** start SELECTED TEXT **

Public Appointments Act: This is an Act of Parliament meant to provide for procedures for parliamentary approval of constitutional and statutory. The Act offers the criteria for vetting of nominees for appointment into public office and standardizes the vetting procedure. Vetting of senior public officials in the public service is a totally new idea introduced by the new Constitution and has divided opinion in the public domain (Ndemo, 2014).
 
d) Ministries Restructuring and New Government Structures
The 2010 Constitution has redesigned Kenya’s governance structures radically with clearguidelines especially on the cabinet and its size through Article 152 (1) (d). Previously, the determination of the size of the cabinet and who is appointed to it were the prerogative of the president who could appoint any number of cabinet ministers. Under the previously constitution, cabinet members had to be either an elected or nominated MP, thus allowing the president perks and powers of patronage, and seriously eroded the principle of checks and balances between the organs of government. Under the previous coalition government in Kenya, for example, almost half the members of the legislative arm were part of the executive, either as ministers or assistant ministers and this bloated cabinet was better known for its wastefulness, turf wars and duplication of roles and responsibilities than for service delivery. This has now changed under the 2010 Constitution. Firstly, the title of cabinet members has been changed from that of “minister” to cabinet secretary, while the positions of assistant ministers have been abolished entirely. Secondly, under Article 152 (3), no sitting member of the legislature will be allowed to serve as a cabinet secretary, to ensure that parliament’s oversight role over the executive is not compromised. Thirdly, the size of the cabinet has been restricted to between 14 and 22 persons with a requirement that the president’s cabinet nominees be subjected to parliamentary approval. In addition, parliamentary oversight over the executive has been enhanced by granting MPs the authority to demand the dismissal of a non-performing cabinet secretary. Through these actions, the 2010 Constitution envisioned service delivery and efficiency in a leaner government, which has had direct consequences on government structures (Waiguru, 2013).

** end SELECTED TEXT **

INSTRUCTIONS:
(a) Decide whether each statement below agrees with the passage on Kenya's 2010 Constitution. Answer yes or no, and quote the words from the passage that decide it.
(i) A sitting member of the legislature may serve as a cabinet secretary.
(ii) The positions of assistant ministers were abolished entirely.
(iii) The size of the cabinet is restricted to between 10 and 20 persons.
(b) Answer these questions using the passage on Kenya's 2010 Constitution:
(i) What does the Public Appointments Act standardize?
(ii) Under the previous constitution, what did cabinet members have to be?
(iii) What authority were MPs granted over a non-performing cabinet secretary?
(c) Resume the passage on Kenya's 2010 Constitution after its final sentence.

** start EXTRACTED INFORMATION **

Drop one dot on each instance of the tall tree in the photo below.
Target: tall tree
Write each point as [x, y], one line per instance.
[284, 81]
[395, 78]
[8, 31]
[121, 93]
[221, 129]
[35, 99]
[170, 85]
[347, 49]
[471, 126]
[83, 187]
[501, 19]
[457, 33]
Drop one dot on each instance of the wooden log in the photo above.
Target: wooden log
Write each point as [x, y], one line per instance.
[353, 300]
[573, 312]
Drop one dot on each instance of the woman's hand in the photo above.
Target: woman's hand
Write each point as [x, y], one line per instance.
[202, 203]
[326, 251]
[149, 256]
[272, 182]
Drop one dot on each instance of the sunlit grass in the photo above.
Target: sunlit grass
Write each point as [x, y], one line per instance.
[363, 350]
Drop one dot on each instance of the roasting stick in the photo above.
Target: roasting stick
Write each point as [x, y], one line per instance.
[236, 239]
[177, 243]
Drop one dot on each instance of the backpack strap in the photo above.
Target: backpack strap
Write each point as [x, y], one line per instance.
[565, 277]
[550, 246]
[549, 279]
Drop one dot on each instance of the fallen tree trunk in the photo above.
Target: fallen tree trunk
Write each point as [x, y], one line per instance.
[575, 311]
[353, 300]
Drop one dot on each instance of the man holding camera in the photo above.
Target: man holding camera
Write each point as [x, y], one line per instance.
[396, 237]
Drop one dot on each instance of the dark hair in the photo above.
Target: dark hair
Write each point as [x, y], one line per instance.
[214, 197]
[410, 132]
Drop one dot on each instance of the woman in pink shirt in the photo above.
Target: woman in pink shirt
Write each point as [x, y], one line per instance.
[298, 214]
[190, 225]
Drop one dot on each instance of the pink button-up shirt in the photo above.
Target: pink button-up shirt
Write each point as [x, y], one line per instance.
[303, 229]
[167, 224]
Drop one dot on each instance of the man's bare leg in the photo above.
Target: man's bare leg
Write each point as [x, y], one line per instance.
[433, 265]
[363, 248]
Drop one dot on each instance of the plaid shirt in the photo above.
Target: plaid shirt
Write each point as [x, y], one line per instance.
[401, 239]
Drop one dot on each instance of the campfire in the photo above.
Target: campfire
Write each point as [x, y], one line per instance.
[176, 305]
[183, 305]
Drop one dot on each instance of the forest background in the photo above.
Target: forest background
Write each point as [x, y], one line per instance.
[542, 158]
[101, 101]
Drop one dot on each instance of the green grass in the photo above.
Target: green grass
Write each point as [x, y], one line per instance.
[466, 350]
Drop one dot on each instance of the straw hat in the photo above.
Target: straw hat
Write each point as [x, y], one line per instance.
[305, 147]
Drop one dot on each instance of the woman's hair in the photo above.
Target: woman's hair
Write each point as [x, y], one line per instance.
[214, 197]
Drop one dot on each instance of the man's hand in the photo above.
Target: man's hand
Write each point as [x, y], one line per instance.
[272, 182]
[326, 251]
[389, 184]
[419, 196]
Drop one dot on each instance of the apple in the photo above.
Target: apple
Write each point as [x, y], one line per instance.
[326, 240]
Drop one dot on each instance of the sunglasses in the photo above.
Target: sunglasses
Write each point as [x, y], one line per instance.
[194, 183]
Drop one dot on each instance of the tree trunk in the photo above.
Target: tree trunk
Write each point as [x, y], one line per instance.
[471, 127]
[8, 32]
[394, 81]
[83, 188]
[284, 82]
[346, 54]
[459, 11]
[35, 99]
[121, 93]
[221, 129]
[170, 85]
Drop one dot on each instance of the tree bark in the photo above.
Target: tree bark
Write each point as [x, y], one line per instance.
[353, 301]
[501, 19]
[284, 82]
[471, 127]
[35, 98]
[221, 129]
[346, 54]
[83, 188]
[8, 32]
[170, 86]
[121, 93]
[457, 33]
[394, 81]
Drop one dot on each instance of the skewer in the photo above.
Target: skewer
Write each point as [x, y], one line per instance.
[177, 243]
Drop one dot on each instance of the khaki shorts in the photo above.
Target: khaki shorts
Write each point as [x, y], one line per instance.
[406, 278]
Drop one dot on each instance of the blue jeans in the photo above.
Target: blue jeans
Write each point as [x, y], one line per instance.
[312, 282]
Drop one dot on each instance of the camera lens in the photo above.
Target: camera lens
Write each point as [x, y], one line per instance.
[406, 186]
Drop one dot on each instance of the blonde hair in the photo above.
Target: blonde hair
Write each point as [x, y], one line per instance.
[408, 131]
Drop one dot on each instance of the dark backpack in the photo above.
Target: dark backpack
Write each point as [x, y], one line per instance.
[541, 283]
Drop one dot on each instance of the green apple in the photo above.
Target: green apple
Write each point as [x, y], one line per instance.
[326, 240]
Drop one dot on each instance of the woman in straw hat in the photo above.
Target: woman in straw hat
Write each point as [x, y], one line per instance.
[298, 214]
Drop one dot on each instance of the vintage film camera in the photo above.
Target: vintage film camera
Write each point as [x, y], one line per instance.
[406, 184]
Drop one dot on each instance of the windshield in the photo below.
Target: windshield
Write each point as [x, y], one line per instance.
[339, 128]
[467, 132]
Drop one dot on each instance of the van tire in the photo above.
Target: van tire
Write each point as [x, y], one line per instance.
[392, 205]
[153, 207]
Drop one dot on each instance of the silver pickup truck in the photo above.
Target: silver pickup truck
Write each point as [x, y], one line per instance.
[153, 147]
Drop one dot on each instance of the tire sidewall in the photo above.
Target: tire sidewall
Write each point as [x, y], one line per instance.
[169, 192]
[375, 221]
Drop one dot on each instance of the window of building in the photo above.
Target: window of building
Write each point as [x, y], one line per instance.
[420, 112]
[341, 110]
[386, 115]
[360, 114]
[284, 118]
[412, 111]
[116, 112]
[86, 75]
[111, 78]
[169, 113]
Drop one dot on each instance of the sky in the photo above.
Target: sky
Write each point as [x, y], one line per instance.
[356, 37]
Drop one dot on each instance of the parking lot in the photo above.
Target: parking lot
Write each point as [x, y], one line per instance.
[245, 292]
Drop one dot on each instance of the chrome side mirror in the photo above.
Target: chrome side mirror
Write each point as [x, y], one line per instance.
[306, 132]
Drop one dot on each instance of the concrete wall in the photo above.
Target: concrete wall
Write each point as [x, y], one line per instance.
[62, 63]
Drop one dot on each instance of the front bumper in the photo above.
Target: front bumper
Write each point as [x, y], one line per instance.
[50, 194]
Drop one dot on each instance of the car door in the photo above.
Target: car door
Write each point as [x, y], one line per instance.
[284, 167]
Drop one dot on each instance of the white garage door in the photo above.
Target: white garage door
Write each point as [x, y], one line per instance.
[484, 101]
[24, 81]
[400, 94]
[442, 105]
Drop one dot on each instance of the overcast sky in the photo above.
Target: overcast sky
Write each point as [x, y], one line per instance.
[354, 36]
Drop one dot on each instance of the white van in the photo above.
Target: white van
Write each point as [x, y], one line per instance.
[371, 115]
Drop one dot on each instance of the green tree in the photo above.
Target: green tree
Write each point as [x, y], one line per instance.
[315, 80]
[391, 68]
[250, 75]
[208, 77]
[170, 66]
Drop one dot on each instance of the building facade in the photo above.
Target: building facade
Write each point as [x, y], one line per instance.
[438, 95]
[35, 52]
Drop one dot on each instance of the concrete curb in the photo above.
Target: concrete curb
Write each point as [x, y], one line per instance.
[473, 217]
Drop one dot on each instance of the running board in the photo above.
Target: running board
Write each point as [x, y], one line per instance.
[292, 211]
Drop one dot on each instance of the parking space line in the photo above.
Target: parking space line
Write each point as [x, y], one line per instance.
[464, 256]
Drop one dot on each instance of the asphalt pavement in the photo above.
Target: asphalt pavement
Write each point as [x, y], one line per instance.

** end EXTRACTED INFORMATION **

RESULTS:
(a)
(i) No: "no sitting member of the legislature will be allowed to serve as a cabinet secretary"
(ii) Yes: "the positions of assistant ministers have been abolished entirely"
(iii) No: "the size of the cabinet has been restricted to between 14 and 22 persons"

(b)
(i) The vetting procedure.
(ii) Either an elected or a nominated MP.
(iii) The authority to demand that cabinet secretary's dismissal.

(c)
 
Emerging Challenges in the Implementation of the 2010 Constitution
The implementation process of the 2010 constitution is facing numerous challenges with issues emerging almost on a daily basis. However, most of the challenges Kenya is facing cannot not be deemed as totally unexpected particularly since Kenya’s devolution agenda has been rapid and has been termed as “big bang” devolution.
 
a) Rapid Transfer of Services 
The new government of Kenya elected in March 2013 committed itself to rapid transfer of devolved functions to the counties. This position, marked by an allocation of funding to counties, signalled a hastened pace of devolution compared to the earlier envisaged phased transfer of functions over a three-year period which was contingent on whether countieswere deemed to have the necessary capacity to take charge of a function.
 
b) Coordination and Inter-governmental Relations
One great challenge has been the relationship between theNational and County governments. Despite the national government transferring all functions to the county governments, there continues to be antagonism between the national and county governments with the county governments accusing the national government of frustrating county governments. Without an effective focal point, coordination between the three arms of government has been another challenge.
 
c) Conservative Public Mind-set
Owing to longstanding governance structures and public service practices propped by the previous Constitution, many individuals, both in government and amongst the citizenry, continue to hold a conservative mind-set towards reform. Some administrative regulations are still undergoing review and their existence consigns the respective implementers to an old order of doing things. It is anticipated that an objective and intensive capacity development for public officers on the Constitution will help infuse the right attitude towards the reforms.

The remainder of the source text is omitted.